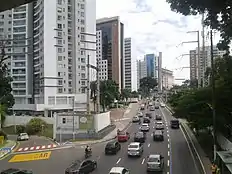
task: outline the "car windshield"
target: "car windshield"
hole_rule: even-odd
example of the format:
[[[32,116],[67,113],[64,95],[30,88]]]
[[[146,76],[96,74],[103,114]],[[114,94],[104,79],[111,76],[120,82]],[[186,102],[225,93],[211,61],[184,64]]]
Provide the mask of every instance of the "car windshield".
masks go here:
[[[179,124],[179,120],[172,120],[171,123],[172,124]]]
[[[138,145],[129,145],[129,148],[138,148]]]
[[[119,132],[118,135],[126,135],[126,132]]]
[[[108,148],[114,147],[114,144],[113,143],[109,143],[109,144],[106,145],[106,147],[108,147]]]
[[[154,158],[154,157],[151,157],[148,159],[148,162],[159,162],[159,159],[158,158]]]
[[[138,132],[138,133],[136,133],[136,136],[137,136],[137,137],[143,137],[143,132]]]

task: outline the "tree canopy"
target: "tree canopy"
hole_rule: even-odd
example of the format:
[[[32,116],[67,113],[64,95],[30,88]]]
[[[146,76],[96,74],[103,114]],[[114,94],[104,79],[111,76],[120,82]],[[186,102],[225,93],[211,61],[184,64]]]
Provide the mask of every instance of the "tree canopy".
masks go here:
[[[232,39],[231,0],[166,0],[173,11],[183,15],[206,13],[205,24],[220,32],[219,49],[229,52]]]
[[[216,121],[219,129],[232,125],[232,57],[225,56],[215,60]],[[209,73],[211,76],[211,73]],[[211,83],[210,83],[211,84]],[[212,90],[204,88],[179,88],[169,98],[174,115],[186,118],[195,127],[212,125]]]
[[[1,117],[2,123],[5,119],[5,113],[8,113],[8,109],[14,105],[14,97],[11,94],[11,82],[12,78],[7,74],[6,61],[9,58],[5,54],[5,43],[0,44],[0,105],[1,105]],[[4,114],[3,114],[4,113]]]
[[[96,102],[97,96],[97,84],[96,81],[91,82],[91,98]],[[105,111],[106,107],[110,106],[115,99],[119,99],[119,89],[118,85],[113,80],[100,81],[100,104]]]
[[[155,87],[158,85],[158,82],[156,79],[152,77],[144,77],[140,79],[140,92],[148,96],[150,94],[151,90],[154,90]]]

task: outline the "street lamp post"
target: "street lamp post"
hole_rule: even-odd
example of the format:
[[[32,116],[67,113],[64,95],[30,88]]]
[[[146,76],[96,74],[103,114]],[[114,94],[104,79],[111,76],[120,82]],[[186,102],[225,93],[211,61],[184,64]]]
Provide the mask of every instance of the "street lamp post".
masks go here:
[[[213,29],[210,30],[210,58],[211,58],[211,85],[212,85],[212,114],[213,114],[213,159],[216,161],[217,138],[216,138],[216,98],[215,98],[215,77],[214,77],[214,56],[213,56]]]

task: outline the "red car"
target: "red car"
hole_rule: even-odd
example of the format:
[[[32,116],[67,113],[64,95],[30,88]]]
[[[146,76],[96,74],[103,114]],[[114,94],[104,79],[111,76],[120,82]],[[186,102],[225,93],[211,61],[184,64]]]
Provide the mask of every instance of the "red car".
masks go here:
[[[130,134],[128,132],[118,132],[118,141],[125,142],[130,139]]]

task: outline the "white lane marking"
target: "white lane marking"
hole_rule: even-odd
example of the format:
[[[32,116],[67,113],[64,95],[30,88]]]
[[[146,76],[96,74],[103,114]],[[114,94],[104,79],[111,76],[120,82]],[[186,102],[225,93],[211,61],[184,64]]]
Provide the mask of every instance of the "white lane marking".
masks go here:
[[[141,163],[141,164],[144,164],[144,161],[145,161],[145,158],[143,158],[143,160],[142,160],[142,163]]]
[[[191,156],[192,156],[192,159],[193,159],[195,168],[198,170],[198,167],[197,167],[197,164],[196,164],[196,160],[195,160],[195,158],[194,158],[194,155],[193,155],[193,152],[192,152],[192,150],[191,150],[191,147],[190,147],[190,144],[189,144],[189,142],[188,142],[188,139],[187,139],[187,137],[186,137],[186,135],[185,135],[185,133],[184,133],[184,131],[183,131],[183,129],[182,129],[181,127],[180,127],[180,130],[181,130],[181,132],[182,132],[182,134],[183,134],[183,136],[184,136],[184,139],[185,139],[185,141],[186,141],[186,143],[187,143],[187,146],[188,146],[189,152],[190,152],[190,154],[191,154]],[[194,145],[193,145],[193,147],[194,147]],[[195,150],[195,149],[194,149],[194,150]],[[195,150],[195,152],[197,153],[196,150]],[[198,153],[197,153],[197,154],[198,154]],[[198,154],[198,155],[199,155],[199,154]],[[202,169],[203,169],[204,174],[206,174],[204,165],[202,164],[202,161],[201,161],[201,158],[198,157],[198,159],[200,160],[201,167],[202,167]]]
[[[37,146],[37,147],[36,147],[36,150],[38,150],[38,149],[40,149],[40,146]]]
[[[121,161],[121,158],[118,159],[118,161],[116,162],[116,164],[118,164]]]
[[[22,151],[23,150],[23,148],[19,148],[17,151]]]

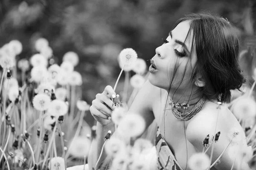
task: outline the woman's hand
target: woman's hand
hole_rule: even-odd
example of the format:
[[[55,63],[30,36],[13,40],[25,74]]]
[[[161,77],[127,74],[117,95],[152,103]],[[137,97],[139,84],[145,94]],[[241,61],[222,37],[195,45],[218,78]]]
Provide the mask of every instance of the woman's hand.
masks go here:
[[[111,99],[116,97],[116,93],[112,87],[108,85],[101,94],[96,95],[90,108],[91,114],[102,126],[106,126],[111,123],[111,114],[115,108]]]

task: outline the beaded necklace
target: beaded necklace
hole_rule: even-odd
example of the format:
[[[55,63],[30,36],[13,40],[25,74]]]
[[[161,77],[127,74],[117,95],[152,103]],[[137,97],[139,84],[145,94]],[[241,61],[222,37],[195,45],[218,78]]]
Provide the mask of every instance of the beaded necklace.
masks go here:
[[[202,108],[203,105],[205,101],[206,97],[204,96],[196,103],[189,105],[185,103],[179,104],[175,103],[172,100],[169,105],[172,106],[172,113],[174,116],[178,120],[188,120],[192,118],[195,115],[197,114]],[[195,106],[190,111],[185,113],[182,113],[178,110],[178,108],[183,107],[184,109],[187,109],[188,107],[195,105]]]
^^^^^^^^
* Problem to work on: Copy all of the material above line for line, without changing anything, but leave the pictures out.

* Solution for this problem:
task: outline the "car windshield"
target: "car windshield"
hole_rule: even-odd
example of the format:
[[[32,116],[67,113],[64,95],[30,88]]]
[[[146,76],[96,74],[103,114]],[[114,94],[104,79],[111,76],[120,82]],[[186,102],[225,93],[211,61],[184,64]]]
Provide the mask of every instance of the "car windshield".
masks go here:
[[[179,124],[179,120],[172,120],[171,123],[172,124]]]
[[[138,145],[129,145],[129,148],[138,148]]]
[[[119,132],[118,135],[126,135],[126,132]]]
[[[108,148],[114,147],[114,144],[113,143],[109,143],[109,144],[106,145],[106,147],[108,147]]]
[[[154,158],[154,157],[151,157],[148,159],[148,162],[159,162],[159,159],[158,158]]]
[[[138,132],[138,133],[136,133],[136,136],[137,136],[137,137],[143,137],[143,132]]]

task: outline the "tree canopy"
target: "tree canopy"
hole_rule: even-odd
example of the format:
[[[32,116],[67,113],[64,95],[30,88]]]
[[[146,76],[96,74],[103,114]],[[114,94],[104,79],[111,76],[120,82]],[[186,102],[225,93],[211,61],[184,64]]]
Provide the mask of every instance of the "tree canopy".
masks go here:
[[[232,39],[231,0],[166,0],[173,11],[183,15],[206,13],[205,24],[220,32],[219,49],[229,52]]]
[[[216,121],[219,129],[232,125],[232,57],[225,56],[215,60]],[[209,73],[211,76],[211,73]],[[211,83],[210,83],[211,84]],[[212,90],[204,88],[179,88],[169,98],[174,115],[186,118],[195,127],[212,125]]]
[[[1,117],[2,123],[5,119],[5,113],[8,113],[8,109],[14,105],[14,97],[11,94],[11,82],[12,78],[7,74],[6,61],[9,58],[5,54],[5,43],[0,44],[0,105],[1,105]],[[4,114],[3,114],[4,113]]]
[[[96,102],[97,96],[97,84],[96,81],[91,82],[91,98]],[[105,111],[106,107],[110,106],[115,99],[119,99],[119,89],[118,85],[113,80],[100,81],[100,104]]]
[[[155,87],[158,85],[158,82],[156,79],[152,77],[144,77],[140,79],[140,92],[148,96],[150,94],[151,90],[154,90]]]

task: outline the "street lamp post"
target: "street lamp post"
hole_rule: even-odd
example of the format:
[[[32,116],[67,113],[64,95],[30,88]]]
[[[146,76],[96,74],[103,114]],[[114,94],[104,79],[111,76],[120,82]],[[186,102],[225,93],[211,61],[184,64]]]
Provide the mask of every instance of the "street lamp post".
masks go here:
[[[213,29],[210,30],[210,58],[211,58],[211,85],[212,85],[212,114],[213,114],[213,159],[216,161],[217,138],[216,138],[216,98],[215,98],[215,77],[214,77],[214,56],[213,56]]]

task: outline the "red car"
target: "red car"
hole_rule: even-odd
example of the format:
[[[32,116],[67,113],[64,95],[30,88]]]
[[[146,76],[96,74],[103,114]],[[114,94],[104,79],[111,76],[120,82]],[[186,102],[225,93],[211,61],[184,64]]]
Provide the mask of every instance of the "red car".
masks go here:
[[[130,134],[128,132],[118,132],[118,141],[125,142],[130,139]]]

task: outline the "white lane marking"
target: "white lane marking"
hole_rule: even-odd
example of the format:
[[[32,116],[67,113],[64,95],[30,88]]]
[[[146,76],[96,74],[103,114]],[[114,94],[104,79],[111,76],[120,82]],[[186,102],[225,93],[211,61],[184,64]]]
Provide the mask of every instance of the "white lane marking".
masks go here:
[[[141,163],[141,164],[144,164],[144,161],[145,161],[145,158],[143,158],[143,160],[142,160],[142,163]]]
[[[191,156],[192,156],[192,159],[193,159],[195,168],[198,170],[198,167],[197,167],[197,164],[196,164],[196,160],[195,160],[195,158],[194,158],[194,155],[193,155],[193,152],[192,152],[192,150],[191,150],[191,147],[190,147],[190,144],[189,144],[189,142],[188,142],[188,139],[187,139],[187,137],[186,137],[186,135],[185,135],[185,133],[184,133],[184,131],[183,131],[183,129],[182,129],[181,127],[180,127],[180,130],[181,130],[181,132],[182,132],[182,134],[183,134],[183,136],[184,136],[184,139],[185,139],[185,141],[186,141],[186,143],[187,143],[187,146],[188,146],[189,152],[190,152],[190,154],[191,154]],[[194,145],[193,145],[193,147],[194,147]],[[195,150],[195,149],[194,149],[194,150]],[[195,150],[195,152],[197,153],[196,150]],[[198,153],[197,153],[197,154],[198,154]],[[198,154],[198,155],[199,155],[199,154]],[[202,169],[203,169],[204,174],[206,174],[204,165],[202,164],[202,161],[201,161],[201,158],[198,157],[198,159],[200,160],[201,167],[202,167]]]
[[[37,146],[37,147],[36,147],[36,150],[38,150],[38,149],[40,149],[40,146]]]
[[[121,161],[121,158],[118,159],[118,161],[116,162],[116,164],[118,164]]]
[[[22,151],[23,150],[23,148],[19,148],[17,151]]]

task: outline the woman's hand
target: woman's hand
hole_rule: even-odd
example of the format:
[[[55,63],[30,36],[13,40],[25,74]]]
[[[161,77],[127,74],[117,95],[152,103]],[[137,97],[139,84],[145,94]],[[241,61],[222,37],[195,45],[218,78]]]
Provide the mask of every instance of the woman's hand.
masks go here:
[[[111,99],[116,97],[116,93],[112,87],[108,85],[101,94],[96,95],[90,108],[91,114],[102,126],[106,126],[111,123],[111,114],[115,108]]]

task: outline the beaded necklace
target: beaded necklace
hole_rule: even-odd
example of the format:
[[[55,63],[30,36],[13,40],[25,74]]]
[[[161,77],[127,74],[117,95],[152,103]],[[137,97],[139,84],[145,94]],[[241,61],[222,37],[195,45],[218,78]]]
Provide the mask of every instance of the beaded necklace.
masks go here:
[[[202,108],[203,105],[205,101],[206,97],[204,96],[196,103],[189,105],[185,103],[179,104],[175,103],[172,100],[169,105],[172,106],[172,113],[174,116],[178,120],[188,120],[192,118],[195,115],[197,114]],[[195,106],[190,111],[185,113],[182,113],[178,110],[178,108],[183,107],[184,109],[187,109],[188,107],[195,105]]]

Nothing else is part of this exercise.